EXERCISE DIRECTIONS – Please copy the data below character for character, from the line containing "Target: pine-like foliage" up to and including the last line of the data.

-----

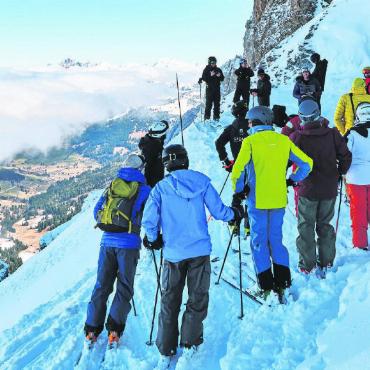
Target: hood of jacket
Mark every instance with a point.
(187, 184)
(131, 174)
(316, 128)
(358, 87)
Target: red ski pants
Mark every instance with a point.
(359, 197)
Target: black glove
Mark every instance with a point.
(239, 214)
(290, 182)
(157, 244)
(228, 165)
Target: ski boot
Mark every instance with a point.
(113, 339)
(90, 339)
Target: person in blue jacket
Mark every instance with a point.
(176, 207)
(118, 258)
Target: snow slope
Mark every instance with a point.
(324, 326)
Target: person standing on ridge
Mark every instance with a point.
(263, 90)
(318, 192)
(306, 86)
(234, 134)
(344, 116)
(319, 72)
(358, 176)
(151, 146)
(244, 74)
(212, 76)
(119, 250)
(175, 213)
(261, 163)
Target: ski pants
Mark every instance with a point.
(315, 215)
(241, 91)
(213, 97)
(114, 263)
(359, 198)
(270, 256)
(196, 271)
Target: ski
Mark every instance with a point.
(245, 291)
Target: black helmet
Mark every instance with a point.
(239, 109)
(315, 57)
(175, 157)
(212, 60)
(260, 116)
(308, 111)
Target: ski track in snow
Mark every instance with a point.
(325, 324)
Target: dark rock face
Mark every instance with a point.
(274, 20)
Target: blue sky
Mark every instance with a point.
(37, 32)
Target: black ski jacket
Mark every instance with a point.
(151, 148)
(320, 72)
(213, 82)
(233, 134)
(244, 75)
(264, 91)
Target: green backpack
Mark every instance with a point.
(115, 215)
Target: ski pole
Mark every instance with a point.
(223, 262)
(178, 99)
(222, 189)
(150, 341)
(240, 279)
(340, 203)
(133, 306)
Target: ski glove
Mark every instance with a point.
(157, 244)
(239, 214)
(290, 182)
(228, 165)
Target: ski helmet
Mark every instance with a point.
(315, 57)
(260, 115)
(134, 160)
(175, 157)
(239, 109)
(362, 113)
(158, 129)
(366, 72)
(212, 60)
(308, 111)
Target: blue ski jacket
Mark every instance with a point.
(126, 240)
(177, 206)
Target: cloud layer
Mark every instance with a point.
(38, 108)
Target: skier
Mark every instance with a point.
(243, 73)
(151, 146)
(306, 86)
(119, 249)
(295, 124)
(263, 90)
(366, 72)
(234, 134)
(319, 72)
(318, 192)
(212, 76)
(262, 161)
(358, 176)
(176, 208)
(344, 115)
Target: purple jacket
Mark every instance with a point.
(325, 146)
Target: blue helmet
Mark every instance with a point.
(261, 115)
(308, 111)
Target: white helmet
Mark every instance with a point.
(362, 113)
(158, 129)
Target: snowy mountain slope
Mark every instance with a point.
(324, 326)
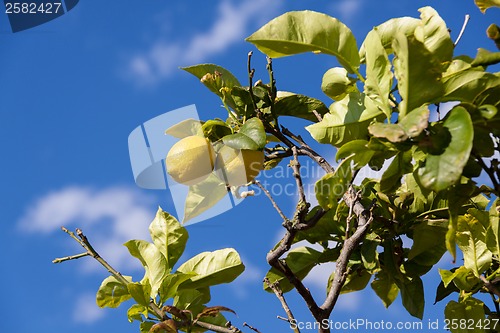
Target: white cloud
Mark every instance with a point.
(86, 310)
(233, 20)
(109, 216)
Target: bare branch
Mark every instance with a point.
(279, 294)
(275, 205)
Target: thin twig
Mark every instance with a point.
(490, 286)
(466, 21)
(73, 257)
(251, 327)
(279, 294)
(275, 205)
(251, 72)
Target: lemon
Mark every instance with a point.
(190, 160)
(238, 167)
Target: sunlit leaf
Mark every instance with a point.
(441, 171)
(152, 259)
(378, 75)
(418, 73)
(168, 236)
(300, 106)
(203, 196)
(112, 292)
(307, 31)
(212, 268)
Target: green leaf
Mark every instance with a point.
(418, 73)
(336, 83)
(152, 259)
(428, 244)
(300, 106)
(378, 75)
(203, 196)
(385, 288)
(212, 268)
(192, 299)
(388, 30)
(464, 83)
(470, 310)
(171, 283)
(140, 292)
(471, 239)
(355, 281)
(348, 120)
(435, 35)
(301, 261)
(400, 165)
(168, 236)
(443, 170)
(493, 230)
(213, 77)
(359, 151)
(331, 187)
(137, 312)
(215, 129)
(483, 5)
(250, 136)
(185, 128)
(412, 295)
(307, 31)
(486, 58)
(112, 292)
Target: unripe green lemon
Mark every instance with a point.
(238, 167)
(190, 160)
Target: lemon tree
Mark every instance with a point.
(190, 160)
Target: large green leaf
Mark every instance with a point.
(307, 31)
(213, 77)
(250, 136)
(203, 196)
(112, 292)
(295, 105)
(152, 259)
(469, 310)
(385, 288)
(471, 239)
(331, 187)
(485, 4)
(433, 32)
(301, 261)
(168, 236)
(418, 73)
(378, 75)
(443, 170)
(428, 244)
(409, 126)
(412, 295)
(348, 120)
(221, 266)
(464, 83)
(171, 283)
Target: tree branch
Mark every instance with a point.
(279, 294)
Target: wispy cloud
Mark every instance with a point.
(112, 216)
(232, 24)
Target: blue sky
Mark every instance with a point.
(73, 89)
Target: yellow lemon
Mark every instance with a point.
(190, 160)
(238, 167)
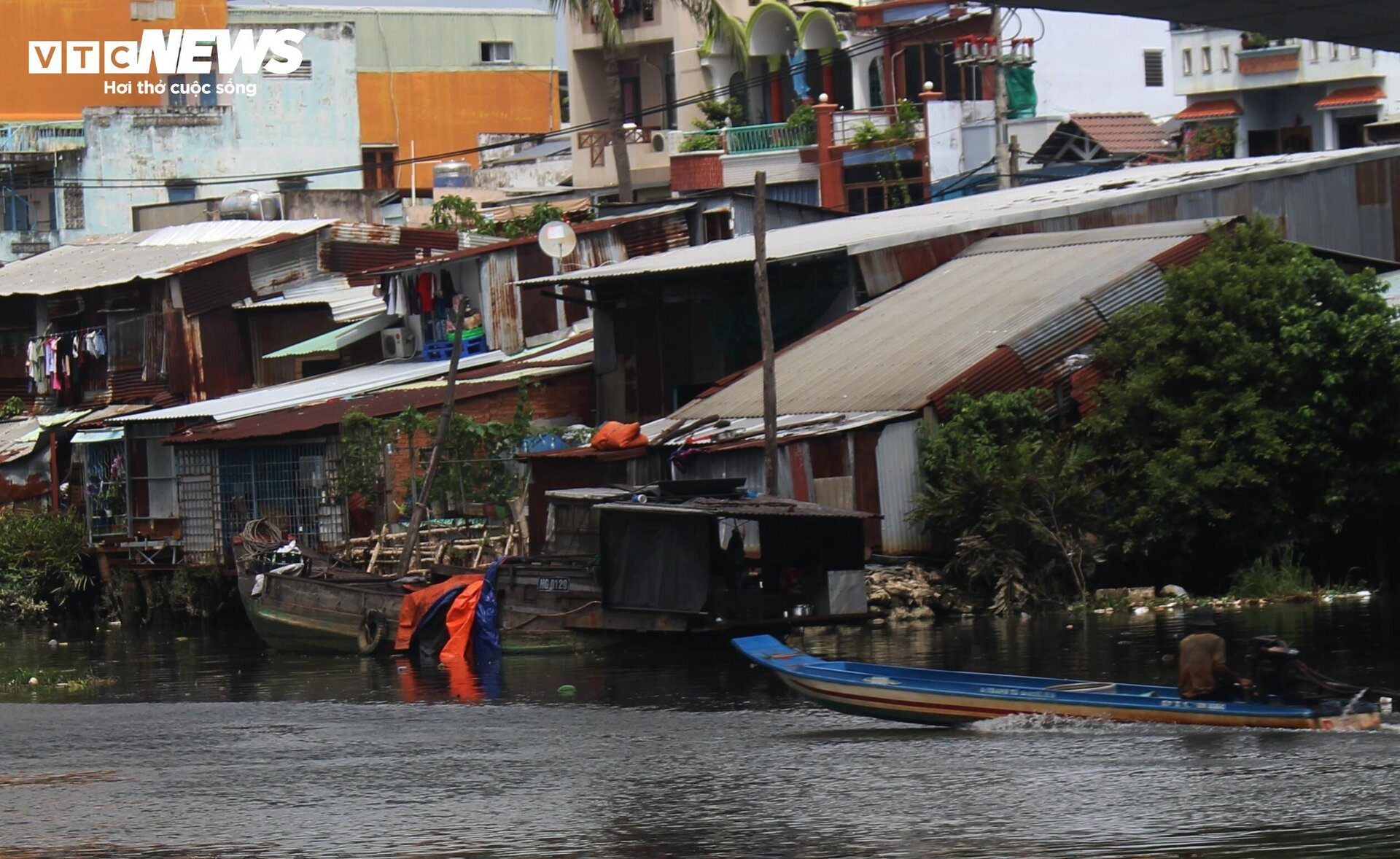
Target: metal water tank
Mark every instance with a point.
(249, 206)
(451, 174)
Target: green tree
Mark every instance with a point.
(1013, 504)
(1253, 406)
(718, 24)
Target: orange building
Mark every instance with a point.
(433, 80)
(56, 97)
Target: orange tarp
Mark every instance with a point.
(418, 602)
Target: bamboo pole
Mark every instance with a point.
(761, 286)
(411, 537)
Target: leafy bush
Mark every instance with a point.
(699, 143)
(803, 120)
(1013, 505)
(41, 564)
(1278, 574)
(1252, 406)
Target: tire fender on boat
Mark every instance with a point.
(374, 631)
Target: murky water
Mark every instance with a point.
(208, 746)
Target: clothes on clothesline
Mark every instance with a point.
(59, 360)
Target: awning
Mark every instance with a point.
(93, 437)
(1221, 108)
(332, 342)
(1351, 97)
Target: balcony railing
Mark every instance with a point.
(768, 139)
(41, 136)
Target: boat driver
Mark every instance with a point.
(1203, 675)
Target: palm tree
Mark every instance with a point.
(720, 27)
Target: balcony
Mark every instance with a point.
(30, 137)
(1269, 59)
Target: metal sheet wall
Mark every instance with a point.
(896, 462)
(222, 284)
(502, 303)
(195, 470)
(283, 265)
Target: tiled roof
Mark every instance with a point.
(1220, 108)
(1350, 97)
(1124, 133)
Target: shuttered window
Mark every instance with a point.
(1153, 68)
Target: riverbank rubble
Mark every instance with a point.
(908, 591)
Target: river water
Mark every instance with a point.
(205, 745)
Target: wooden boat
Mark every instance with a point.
(346, 615)
(933, 697)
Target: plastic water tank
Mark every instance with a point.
(451, 174)
(249, 206)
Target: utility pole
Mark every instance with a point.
(998, 97)
(761, 287)
(420, 501)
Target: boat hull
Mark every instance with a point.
(954, 699)
(296, 613)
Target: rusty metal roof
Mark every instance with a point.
(901, 349)
(325, 409)
(875, 231)
(117, 259)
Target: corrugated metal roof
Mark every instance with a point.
(345, 384)
(18, 437)
(903, 346)
(383, 402)
(118, 259)
(736, 431)
(346, 303)
(338, 339)
(861, 234)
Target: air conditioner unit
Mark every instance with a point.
(398, 343)
(666, 141)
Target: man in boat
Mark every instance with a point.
(1202, 673)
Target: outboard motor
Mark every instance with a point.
(1276, 673)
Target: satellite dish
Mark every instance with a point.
(558, 240)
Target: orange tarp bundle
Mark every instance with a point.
(418, 603)
(615, 435)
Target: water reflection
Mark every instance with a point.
(210, 746)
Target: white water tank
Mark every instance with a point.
(249, 206)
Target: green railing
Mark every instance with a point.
(766, 139)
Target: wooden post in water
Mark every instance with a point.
(761, 286)
(411, 539)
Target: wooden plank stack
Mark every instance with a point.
(456, 546)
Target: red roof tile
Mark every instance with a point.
(1350, 97)
(1132, 133)
(1221, 108)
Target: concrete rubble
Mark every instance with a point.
(911, 592)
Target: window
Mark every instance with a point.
(497, 52)
(73, 207)
(179, 190)
(300, 73)
(378, 167)
(1153, 73)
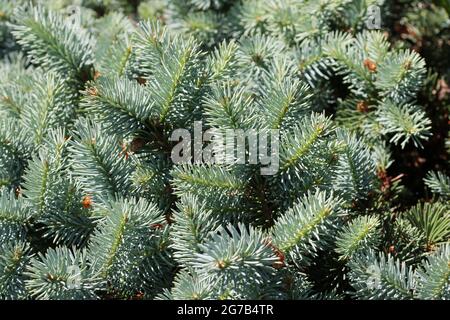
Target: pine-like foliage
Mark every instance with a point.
(94, 206)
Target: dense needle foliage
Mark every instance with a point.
(92, 205)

-----

FINAL RESULT –
Target: pine-like foliage
Mark every instance with a point.
(94, 206)
Target: dense needle foliage
Mark every instance with a point.
(92, 205)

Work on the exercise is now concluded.